» **RECORDS SUPPLIED**:
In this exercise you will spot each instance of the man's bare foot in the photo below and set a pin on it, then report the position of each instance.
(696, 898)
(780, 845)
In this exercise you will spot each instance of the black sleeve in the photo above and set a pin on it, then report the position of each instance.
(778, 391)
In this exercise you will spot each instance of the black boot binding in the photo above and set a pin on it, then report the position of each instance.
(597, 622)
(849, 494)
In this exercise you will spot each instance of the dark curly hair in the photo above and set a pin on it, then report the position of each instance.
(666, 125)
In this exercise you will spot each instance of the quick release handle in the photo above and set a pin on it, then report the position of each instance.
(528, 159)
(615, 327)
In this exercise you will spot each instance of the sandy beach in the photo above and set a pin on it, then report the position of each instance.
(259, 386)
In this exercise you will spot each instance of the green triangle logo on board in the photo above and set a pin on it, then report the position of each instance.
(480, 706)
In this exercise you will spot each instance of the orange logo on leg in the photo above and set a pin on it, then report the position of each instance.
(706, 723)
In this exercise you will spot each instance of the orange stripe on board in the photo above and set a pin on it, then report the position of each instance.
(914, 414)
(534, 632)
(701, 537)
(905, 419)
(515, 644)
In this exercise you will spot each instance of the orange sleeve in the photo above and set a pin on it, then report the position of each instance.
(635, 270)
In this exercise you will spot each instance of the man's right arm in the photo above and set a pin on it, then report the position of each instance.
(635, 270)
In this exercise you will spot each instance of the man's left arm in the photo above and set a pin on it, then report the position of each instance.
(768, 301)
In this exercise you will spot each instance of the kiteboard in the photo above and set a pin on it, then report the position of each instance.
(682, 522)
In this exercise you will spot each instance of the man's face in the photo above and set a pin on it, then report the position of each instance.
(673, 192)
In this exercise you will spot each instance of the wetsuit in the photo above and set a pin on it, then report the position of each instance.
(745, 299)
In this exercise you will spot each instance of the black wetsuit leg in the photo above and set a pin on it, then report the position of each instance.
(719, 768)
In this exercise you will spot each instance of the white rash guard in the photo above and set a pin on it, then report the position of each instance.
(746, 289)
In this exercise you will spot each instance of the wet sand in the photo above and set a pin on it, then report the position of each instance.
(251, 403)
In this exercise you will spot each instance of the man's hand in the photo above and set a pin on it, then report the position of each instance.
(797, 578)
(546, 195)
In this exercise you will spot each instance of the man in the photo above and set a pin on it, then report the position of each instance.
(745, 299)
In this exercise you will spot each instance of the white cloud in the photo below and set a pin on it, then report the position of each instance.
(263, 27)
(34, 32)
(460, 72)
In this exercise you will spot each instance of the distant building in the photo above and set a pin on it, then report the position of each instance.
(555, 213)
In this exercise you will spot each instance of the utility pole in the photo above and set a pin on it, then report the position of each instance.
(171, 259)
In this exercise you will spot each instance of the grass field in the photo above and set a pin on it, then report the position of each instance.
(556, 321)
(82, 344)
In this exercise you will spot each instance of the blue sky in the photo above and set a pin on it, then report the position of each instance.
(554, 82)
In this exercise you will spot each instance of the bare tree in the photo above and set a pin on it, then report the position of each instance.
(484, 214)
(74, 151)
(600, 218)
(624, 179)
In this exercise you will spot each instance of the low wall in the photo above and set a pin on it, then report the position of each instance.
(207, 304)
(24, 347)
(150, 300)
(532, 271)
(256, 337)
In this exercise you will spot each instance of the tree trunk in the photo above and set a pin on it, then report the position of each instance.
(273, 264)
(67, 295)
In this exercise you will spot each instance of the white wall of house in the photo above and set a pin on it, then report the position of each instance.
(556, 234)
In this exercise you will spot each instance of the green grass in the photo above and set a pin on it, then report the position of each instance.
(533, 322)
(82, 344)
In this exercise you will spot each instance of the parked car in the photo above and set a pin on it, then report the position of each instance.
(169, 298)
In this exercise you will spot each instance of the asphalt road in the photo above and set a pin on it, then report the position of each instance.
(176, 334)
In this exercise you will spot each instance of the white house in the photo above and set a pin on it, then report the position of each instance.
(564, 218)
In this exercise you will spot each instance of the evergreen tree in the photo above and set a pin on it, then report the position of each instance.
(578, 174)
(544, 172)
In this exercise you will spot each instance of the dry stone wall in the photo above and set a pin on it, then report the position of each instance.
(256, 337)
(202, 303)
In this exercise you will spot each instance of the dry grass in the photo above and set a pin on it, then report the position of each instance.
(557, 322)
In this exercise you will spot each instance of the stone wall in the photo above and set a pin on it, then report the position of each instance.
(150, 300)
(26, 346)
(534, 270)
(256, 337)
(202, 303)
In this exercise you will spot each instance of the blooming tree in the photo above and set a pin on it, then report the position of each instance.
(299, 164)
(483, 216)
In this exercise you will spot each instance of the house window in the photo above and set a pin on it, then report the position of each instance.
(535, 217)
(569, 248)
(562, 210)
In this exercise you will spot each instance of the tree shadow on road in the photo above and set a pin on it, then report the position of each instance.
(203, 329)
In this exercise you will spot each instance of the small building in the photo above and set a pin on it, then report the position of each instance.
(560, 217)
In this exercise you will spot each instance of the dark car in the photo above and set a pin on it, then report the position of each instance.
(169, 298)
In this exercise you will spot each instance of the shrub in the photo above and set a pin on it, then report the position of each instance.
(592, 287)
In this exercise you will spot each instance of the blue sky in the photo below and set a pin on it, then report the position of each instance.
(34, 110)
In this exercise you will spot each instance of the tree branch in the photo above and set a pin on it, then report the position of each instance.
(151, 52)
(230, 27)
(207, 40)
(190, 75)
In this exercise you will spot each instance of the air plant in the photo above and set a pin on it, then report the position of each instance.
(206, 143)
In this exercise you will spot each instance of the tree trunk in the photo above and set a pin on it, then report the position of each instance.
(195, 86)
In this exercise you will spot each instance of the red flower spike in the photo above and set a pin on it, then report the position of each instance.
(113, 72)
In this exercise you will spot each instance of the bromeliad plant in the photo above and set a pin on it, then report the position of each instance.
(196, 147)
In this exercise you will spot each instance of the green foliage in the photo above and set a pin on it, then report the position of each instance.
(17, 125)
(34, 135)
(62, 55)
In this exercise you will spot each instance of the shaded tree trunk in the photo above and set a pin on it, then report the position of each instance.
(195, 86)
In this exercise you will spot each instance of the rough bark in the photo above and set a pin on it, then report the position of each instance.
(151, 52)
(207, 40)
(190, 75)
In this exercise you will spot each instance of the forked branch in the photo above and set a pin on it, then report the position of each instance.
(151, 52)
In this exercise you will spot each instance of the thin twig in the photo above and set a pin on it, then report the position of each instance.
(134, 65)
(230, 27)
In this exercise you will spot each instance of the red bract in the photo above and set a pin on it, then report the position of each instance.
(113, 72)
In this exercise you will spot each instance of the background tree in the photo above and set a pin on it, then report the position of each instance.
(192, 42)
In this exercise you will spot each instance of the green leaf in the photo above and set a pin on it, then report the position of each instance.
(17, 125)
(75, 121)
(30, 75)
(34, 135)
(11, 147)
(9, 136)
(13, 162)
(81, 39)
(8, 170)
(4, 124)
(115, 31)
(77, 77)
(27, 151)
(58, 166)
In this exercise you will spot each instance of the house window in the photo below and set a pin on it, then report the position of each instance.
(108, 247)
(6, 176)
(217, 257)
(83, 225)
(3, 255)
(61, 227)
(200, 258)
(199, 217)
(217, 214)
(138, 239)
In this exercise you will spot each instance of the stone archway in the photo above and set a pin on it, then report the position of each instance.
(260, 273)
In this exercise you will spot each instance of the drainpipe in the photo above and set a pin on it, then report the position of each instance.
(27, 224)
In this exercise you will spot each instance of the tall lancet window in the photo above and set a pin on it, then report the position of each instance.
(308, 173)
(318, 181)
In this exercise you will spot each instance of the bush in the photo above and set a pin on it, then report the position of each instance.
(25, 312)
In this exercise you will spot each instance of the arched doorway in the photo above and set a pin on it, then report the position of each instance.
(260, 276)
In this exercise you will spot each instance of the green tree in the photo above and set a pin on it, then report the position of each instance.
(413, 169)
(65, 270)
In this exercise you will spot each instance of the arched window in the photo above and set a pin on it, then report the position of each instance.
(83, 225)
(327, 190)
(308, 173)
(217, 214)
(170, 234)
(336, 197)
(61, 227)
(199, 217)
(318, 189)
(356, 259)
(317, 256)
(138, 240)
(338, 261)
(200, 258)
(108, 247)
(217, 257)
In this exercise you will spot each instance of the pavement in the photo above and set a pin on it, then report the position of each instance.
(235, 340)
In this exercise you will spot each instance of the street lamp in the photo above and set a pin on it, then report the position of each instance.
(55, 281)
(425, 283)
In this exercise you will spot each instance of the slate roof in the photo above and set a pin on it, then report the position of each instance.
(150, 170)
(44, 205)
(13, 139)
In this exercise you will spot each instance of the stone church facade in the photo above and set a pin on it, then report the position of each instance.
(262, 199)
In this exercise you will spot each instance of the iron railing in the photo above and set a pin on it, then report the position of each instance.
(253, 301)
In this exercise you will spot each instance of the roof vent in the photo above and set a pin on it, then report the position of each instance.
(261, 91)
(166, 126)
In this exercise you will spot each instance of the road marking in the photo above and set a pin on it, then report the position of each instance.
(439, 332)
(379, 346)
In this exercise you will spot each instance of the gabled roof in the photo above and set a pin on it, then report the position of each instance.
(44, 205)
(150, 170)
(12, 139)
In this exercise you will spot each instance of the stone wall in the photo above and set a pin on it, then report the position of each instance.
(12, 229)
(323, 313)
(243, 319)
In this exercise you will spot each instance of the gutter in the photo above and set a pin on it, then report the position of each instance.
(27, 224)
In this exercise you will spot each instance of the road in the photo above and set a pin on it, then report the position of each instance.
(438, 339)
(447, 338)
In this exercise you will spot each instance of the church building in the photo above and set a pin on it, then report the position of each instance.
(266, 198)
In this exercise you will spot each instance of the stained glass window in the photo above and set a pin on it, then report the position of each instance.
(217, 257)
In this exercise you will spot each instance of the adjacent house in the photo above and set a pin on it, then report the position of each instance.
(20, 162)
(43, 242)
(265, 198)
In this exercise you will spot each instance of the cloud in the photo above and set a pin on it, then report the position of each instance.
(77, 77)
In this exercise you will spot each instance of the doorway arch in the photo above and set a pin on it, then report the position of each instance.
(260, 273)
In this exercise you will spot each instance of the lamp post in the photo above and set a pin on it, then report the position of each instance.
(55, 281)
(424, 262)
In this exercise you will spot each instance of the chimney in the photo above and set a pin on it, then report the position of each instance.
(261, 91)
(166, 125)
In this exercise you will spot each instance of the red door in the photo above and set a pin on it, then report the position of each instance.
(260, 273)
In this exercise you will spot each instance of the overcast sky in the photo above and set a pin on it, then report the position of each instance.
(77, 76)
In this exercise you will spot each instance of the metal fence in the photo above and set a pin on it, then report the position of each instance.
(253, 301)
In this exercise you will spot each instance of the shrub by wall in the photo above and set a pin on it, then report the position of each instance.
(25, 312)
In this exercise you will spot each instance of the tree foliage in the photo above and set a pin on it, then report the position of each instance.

» **STATED PROBLEM**:
Copy out every row from the one containing "the red door" through the last row, adding 89 to each coordinate in the answers and keeping all other text unchanged.

» **COMPLETED EXERCISE**:
In this exercise you will spot each instance of the red door in the photo above and set a pin on it, then report the position of each instance.
(349, 362)
In this exercise you will spot each instance of the overcast sky in the photo above and set a pin on it, then report the position of each instance.
(166, 165)
In this exercise you will spot each instance of the metal fence in the photo above and set a pin on it, then report the position of each instance.
(342, 390)
In this exercise you will spot each instance of the shrub by wall in the photo above and set a pin on it, then report the position of each instance.
(114, 401)
In this exercise you will spot each instance of the tree foliage in the photo above and set a pin on it, then report the position of each instance.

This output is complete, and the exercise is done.